TASK GOAL → Whenever "here" appears in a line, please copy that line from the data.
═════ LISTED RECORDS ═════
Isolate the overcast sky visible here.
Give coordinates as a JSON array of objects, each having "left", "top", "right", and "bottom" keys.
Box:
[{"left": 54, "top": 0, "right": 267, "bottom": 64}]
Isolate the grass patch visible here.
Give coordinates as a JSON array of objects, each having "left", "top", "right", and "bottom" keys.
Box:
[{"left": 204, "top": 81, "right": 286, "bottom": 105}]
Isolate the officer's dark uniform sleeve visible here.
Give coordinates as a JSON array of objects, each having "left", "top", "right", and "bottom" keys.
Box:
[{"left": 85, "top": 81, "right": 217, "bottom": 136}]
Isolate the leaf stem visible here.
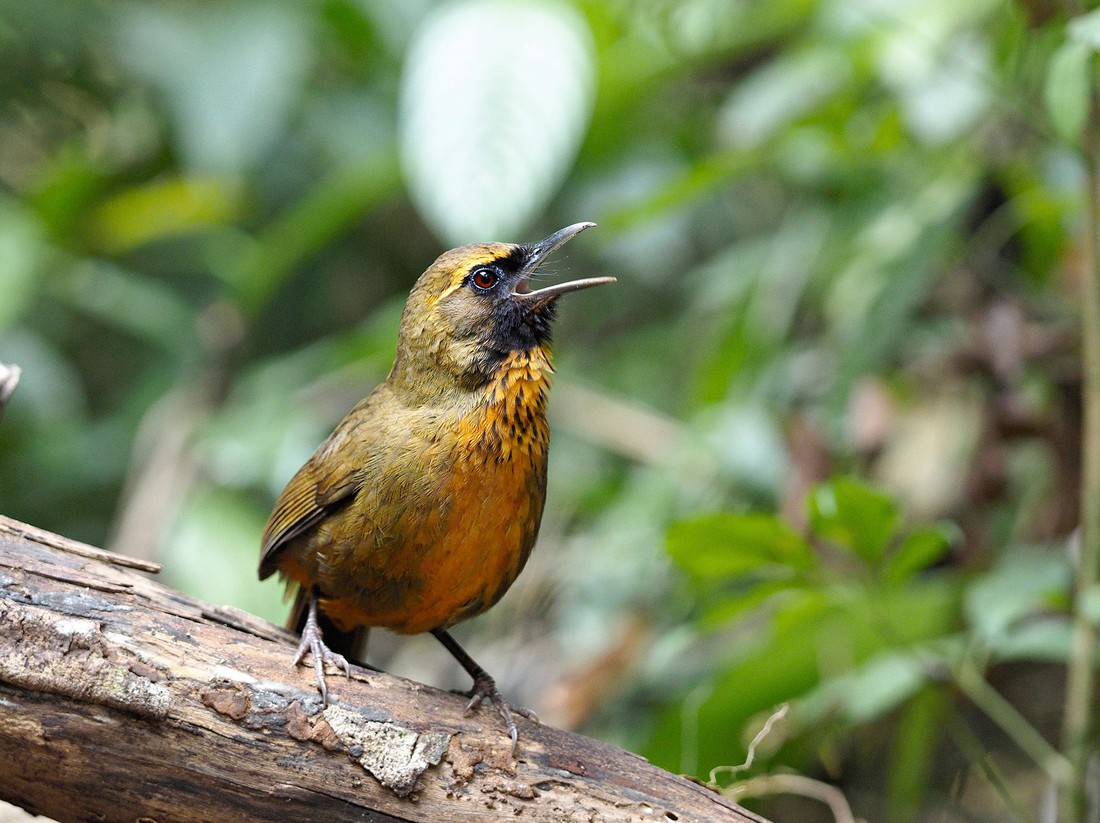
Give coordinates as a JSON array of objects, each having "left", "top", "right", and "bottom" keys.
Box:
═════
═════ LISTED RECORDS ═════
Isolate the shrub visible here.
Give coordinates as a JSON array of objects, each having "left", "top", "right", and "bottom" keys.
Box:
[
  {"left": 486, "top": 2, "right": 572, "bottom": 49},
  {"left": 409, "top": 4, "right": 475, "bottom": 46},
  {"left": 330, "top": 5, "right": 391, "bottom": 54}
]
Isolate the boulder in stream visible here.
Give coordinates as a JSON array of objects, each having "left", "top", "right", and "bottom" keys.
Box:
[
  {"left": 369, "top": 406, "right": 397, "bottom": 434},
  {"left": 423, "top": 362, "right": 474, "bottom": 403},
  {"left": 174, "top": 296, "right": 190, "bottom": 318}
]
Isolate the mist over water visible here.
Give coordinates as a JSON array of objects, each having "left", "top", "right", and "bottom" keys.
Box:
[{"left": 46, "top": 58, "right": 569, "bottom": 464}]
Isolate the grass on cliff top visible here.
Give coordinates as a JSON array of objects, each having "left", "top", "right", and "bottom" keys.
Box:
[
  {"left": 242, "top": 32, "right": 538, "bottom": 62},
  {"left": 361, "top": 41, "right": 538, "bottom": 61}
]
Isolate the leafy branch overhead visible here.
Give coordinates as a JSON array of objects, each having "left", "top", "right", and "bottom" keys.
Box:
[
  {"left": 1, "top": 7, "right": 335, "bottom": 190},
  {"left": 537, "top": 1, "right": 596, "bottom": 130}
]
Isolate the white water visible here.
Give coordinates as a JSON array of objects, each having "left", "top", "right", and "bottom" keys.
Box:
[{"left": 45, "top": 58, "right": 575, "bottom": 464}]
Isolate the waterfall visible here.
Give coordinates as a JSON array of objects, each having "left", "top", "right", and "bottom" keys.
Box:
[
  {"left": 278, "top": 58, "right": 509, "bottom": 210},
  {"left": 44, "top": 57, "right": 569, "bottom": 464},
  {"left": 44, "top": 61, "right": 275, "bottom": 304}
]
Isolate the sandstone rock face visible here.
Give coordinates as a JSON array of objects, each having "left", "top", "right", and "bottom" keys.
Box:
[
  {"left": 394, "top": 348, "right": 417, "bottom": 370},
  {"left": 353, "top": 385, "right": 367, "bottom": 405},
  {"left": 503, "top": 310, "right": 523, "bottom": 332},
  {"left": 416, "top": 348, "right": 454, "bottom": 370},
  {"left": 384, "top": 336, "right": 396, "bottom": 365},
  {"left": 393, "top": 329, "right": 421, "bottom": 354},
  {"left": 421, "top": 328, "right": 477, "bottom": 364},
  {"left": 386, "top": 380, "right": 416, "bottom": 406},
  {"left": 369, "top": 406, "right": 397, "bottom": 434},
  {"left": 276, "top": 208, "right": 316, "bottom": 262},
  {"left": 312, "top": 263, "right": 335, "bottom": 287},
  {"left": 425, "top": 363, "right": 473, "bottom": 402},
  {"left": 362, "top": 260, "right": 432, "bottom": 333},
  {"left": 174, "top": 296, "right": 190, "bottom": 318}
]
═════
FINAL ANSWER →
Isolate the overcast sky visible here.
Isolate the grass patch visible here.
Isolate the officer's dark uniform sleeve visible here.
Isolate the leaf stem visible here.
Isolate the shrub visible here.
Isolate the boulder in stream visible here.
Isolate the mist over water visible here.
Isolate the grass on cliff top visible here.
Isolate the leafy branch overhead visible here.
Isolate the white water visible here.
Isolate the waterfall visible here.
Isolate the sandstone rock face visible here.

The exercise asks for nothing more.